Short exercise A: In the forum post about Tom Riddle, through what does the writer expect JKR to reveal anything more about Tom Riddle's youth that readers need to know?
Short exercise B: Do these statements agree with the forum post about Tom Riddle? Answer yes or no for each, quoting the deciding words. (i) The writer would characterize misunderstanding as part of the human/HP experience. (ii) Carol says Harry knows about the charm. (iii) The writer thinks Harry's similarities to Voldemort offer much more than a hero vs. villain comparison.

Passage to read:
"""

I agree with you. There is quite a bit of room for misunderstanding 
in the history of Tom Riddle, and I would characterize 
misunderstanding as part of the human/HP experience.  

In my opinion, making choices and being marked by past events, does 
not invalidate anything that either of us has said up to this point.  
Riddle may misunderstand quite a bit about his young life, but what 
he thought to be true cannot be separated from his actions for better 
or worse.  The information we have about his knowledge not only 
implicates him in hateful behavior, but also a very large part of 
Wizarding society.

  My idea goes back to the larger story of a society that allows 
Voldemort to exist.  If the WW is similar to the Muggle World, and 
Tom Riddle was not born evil, then what information is JKR asking the 
reader to consider in order to really understand the evolution of the 
character from Tom Riddle to Lord Voldemort?  Harry's similarities to 
Voldemort don't really give us much more than a hero vs. villain 
comparison and black vs. white morality.  In my opinion, there is 
more happening with the characters than simple binarism.  Which may 
or may not fit well with what you are considering.

I'm a firm believer in letting JKR tell her story in her time, and if 
indeed there is something more to the youth of Tom Riddle that we 
need to know, she will let us in on it through the next two books.

Carol wrote:
> I really, really hope that his mother (or the midwife) didn't cast 
any
> sort of charm. It's one thing to have Harry owe his life to his
> mother's love. He grew up essentially good and decent without 
knowing
> that. (He doesn't know about the charm, if there was one, even now;
> only about the "ancient magic" involving his mother's self-
sacrifice.)
> It's a completely different thing for Tom/Voldemort's evil nature to
> be in any way traceable to his mother, who also in a sense died for
> him, since if it weren't for his birth, she'd be alive.
> 
> Nor does his father's behavior, however harsh and irresponsible and
> generally reprehensible, excuse Tom's choice to murder Myrtle, 
taking
> out his hatred of his Muggle father on an innocent girl because her
> parents, too, were Muggles. The murder of his father and 
grandparents,
> though he had a motive for one of the three killings, was also an 
act
> of pure choice and pure evil. Even if his father had murdered his
> mother and left him in a field to die he would not be justified in
> taking the law into his own hands and murdering him. And the
> grandparents, so far as we know, had done nothing worse than having
> Tom's father as a son.

"""

Entries taken from a collection:
"""

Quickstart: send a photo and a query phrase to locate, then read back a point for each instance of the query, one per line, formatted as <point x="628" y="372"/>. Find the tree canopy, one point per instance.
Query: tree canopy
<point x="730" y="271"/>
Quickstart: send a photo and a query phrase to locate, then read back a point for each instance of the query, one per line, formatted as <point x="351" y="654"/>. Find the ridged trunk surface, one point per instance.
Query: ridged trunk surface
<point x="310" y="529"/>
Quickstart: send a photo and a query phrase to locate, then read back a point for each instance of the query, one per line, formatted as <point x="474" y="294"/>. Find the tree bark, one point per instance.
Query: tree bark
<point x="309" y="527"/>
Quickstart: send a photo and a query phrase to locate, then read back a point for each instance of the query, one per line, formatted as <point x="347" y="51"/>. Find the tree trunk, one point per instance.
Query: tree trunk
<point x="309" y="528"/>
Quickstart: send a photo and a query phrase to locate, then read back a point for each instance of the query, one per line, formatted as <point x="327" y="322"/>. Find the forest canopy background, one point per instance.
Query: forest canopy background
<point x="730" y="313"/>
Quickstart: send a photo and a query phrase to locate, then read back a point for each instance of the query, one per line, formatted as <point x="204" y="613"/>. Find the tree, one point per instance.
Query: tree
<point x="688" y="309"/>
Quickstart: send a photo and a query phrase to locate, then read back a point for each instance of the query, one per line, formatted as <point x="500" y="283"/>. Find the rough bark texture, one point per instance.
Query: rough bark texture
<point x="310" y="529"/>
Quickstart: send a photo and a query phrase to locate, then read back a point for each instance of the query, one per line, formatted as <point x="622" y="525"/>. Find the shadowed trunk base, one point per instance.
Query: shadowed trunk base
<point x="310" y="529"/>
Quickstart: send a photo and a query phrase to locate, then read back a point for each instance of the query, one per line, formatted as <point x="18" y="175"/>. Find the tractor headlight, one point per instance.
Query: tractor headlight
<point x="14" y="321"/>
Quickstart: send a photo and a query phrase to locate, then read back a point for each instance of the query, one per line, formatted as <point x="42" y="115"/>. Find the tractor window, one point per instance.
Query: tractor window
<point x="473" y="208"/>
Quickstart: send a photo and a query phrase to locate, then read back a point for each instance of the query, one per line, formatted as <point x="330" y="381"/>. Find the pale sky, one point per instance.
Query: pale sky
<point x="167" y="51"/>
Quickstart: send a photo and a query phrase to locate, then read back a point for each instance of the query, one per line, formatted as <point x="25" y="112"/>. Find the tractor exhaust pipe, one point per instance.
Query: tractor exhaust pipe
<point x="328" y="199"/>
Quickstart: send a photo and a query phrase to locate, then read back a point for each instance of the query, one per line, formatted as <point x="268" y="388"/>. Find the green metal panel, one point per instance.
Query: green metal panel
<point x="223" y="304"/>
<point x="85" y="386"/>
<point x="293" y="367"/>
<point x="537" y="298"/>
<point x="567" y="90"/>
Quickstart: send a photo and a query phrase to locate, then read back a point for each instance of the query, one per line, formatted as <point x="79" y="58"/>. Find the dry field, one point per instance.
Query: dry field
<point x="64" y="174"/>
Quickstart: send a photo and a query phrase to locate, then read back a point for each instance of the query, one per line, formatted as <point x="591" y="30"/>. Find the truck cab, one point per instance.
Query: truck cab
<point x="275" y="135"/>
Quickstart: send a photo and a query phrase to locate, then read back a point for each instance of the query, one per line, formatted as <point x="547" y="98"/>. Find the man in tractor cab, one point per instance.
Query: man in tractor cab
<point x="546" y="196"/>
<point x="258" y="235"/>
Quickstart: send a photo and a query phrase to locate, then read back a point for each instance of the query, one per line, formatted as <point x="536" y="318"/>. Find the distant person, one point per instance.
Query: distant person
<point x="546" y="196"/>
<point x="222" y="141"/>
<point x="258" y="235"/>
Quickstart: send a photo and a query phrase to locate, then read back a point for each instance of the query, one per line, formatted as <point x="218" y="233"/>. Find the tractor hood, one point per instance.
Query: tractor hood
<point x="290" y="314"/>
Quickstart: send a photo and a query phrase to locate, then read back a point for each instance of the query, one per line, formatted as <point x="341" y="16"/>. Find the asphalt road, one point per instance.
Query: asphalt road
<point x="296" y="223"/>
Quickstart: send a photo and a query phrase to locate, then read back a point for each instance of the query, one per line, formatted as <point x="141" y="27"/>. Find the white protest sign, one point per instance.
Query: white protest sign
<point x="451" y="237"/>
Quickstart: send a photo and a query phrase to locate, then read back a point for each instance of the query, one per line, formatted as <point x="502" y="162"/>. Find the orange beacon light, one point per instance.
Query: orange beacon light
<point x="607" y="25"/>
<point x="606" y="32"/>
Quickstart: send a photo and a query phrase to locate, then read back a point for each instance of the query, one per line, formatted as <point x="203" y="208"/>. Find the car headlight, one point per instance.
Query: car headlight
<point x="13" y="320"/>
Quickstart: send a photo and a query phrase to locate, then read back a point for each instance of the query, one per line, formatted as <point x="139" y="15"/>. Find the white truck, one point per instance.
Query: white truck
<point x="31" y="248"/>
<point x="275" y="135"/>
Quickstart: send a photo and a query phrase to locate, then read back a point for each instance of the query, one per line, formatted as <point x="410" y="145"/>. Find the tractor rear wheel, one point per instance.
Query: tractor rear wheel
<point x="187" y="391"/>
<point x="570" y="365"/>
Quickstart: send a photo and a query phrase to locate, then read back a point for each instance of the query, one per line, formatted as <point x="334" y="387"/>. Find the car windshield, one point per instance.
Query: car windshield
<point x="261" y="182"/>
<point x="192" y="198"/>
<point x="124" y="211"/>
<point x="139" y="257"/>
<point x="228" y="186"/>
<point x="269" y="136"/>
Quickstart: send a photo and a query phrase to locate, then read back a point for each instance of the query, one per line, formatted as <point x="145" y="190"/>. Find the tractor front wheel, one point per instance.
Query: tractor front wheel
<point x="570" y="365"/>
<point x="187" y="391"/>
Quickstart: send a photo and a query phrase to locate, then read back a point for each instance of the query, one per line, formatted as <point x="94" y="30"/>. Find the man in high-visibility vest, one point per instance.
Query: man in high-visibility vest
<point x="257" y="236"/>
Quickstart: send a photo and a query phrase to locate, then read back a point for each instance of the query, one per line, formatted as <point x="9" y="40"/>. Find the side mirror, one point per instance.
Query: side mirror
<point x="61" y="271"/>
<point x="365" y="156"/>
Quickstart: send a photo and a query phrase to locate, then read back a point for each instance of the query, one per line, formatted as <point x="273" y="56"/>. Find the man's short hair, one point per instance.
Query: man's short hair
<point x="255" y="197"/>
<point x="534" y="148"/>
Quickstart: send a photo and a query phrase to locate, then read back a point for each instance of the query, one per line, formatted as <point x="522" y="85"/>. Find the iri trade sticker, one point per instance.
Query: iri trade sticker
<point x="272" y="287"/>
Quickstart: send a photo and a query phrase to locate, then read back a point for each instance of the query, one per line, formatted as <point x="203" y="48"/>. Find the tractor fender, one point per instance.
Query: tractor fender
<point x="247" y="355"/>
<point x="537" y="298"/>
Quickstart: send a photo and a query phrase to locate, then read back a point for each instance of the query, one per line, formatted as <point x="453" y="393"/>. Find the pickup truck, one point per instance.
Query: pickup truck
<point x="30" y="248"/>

"""
"""

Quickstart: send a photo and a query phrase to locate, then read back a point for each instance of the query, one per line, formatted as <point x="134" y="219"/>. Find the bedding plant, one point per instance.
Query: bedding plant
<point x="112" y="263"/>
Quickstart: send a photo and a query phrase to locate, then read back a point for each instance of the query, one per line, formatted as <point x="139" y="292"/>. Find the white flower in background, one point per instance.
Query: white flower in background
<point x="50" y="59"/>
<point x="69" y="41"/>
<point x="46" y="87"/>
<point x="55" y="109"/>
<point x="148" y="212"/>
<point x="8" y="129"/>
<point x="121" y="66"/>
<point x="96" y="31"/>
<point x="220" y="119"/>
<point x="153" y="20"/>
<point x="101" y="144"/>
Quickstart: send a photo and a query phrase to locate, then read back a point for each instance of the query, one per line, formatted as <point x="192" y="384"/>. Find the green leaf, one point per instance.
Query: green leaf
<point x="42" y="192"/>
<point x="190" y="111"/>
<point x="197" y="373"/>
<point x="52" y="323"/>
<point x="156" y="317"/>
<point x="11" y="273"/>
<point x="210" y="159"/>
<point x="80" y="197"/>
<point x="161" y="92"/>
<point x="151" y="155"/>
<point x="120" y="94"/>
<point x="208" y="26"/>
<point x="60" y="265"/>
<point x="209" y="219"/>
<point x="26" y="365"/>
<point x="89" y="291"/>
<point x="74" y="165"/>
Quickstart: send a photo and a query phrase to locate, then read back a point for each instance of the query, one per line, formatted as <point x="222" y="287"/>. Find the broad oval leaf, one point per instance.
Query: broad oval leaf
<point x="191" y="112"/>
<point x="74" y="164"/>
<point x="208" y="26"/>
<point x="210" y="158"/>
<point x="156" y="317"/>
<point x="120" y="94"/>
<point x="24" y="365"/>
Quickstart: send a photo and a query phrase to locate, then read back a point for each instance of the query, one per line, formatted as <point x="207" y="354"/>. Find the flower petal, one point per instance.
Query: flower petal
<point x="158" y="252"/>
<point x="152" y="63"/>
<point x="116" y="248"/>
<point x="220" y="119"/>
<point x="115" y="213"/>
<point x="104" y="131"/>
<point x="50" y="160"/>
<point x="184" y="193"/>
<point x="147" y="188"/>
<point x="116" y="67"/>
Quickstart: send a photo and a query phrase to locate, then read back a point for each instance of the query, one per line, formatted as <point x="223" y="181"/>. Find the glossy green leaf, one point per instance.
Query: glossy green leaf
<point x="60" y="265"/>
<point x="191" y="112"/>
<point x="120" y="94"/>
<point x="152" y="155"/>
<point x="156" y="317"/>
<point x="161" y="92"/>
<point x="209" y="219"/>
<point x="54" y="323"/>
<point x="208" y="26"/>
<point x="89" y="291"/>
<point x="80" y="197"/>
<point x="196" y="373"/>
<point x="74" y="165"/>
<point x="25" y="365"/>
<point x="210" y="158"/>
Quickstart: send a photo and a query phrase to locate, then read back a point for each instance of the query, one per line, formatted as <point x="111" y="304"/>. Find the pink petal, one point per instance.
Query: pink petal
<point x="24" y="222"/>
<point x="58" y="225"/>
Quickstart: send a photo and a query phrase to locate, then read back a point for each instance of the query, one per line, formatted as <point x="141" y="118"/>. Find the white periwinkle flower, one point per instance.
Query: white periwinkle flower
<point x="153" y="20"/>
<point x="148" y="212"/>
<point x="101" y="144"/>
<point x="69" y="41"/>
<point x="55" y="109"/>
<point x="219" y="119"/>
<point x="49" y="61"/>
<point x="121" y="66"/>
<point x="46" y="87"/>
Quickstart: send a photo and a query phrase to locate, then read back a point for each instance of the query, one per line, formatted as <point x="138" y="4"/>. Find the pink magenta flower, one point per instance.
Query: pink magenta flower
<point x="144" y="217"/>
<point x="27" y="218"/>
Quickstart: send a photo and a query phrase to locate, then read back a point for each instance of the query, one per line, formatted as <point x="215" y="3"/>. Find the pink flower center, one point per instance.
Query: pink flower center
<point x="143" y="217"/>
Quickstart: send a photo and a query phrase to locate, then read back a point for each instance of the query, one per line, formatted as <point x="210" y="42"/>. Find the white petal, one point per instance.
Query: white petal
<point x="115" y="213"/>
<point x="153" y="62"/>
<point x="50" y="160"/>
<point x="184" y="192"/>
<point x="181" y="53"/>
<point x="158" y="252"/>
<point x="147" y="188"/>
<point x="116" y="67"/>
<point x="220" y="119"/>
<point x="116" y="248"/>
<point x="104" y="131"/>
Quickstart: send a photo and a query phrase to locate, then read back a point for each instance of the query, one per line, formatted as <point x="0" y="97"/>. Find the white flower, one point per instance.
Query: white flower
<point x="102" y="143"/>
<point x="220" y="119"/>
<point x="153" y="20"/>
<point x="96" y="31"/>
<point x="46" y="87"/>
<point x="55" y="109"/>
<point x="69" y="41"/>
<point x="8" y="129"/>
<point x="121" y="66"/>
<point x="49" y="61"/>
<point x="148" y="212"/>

"""

Complete output A: Through the next two books.

Complete output B:
(i) Yes: "I would characterize misunderstanding as part of the human/HP experience."
(ii) No: "He doesn't know about the charm, if there was one, even now"
(iii) No: "don't really give us much more than a hero vs. villain comparison and black vs. white morality."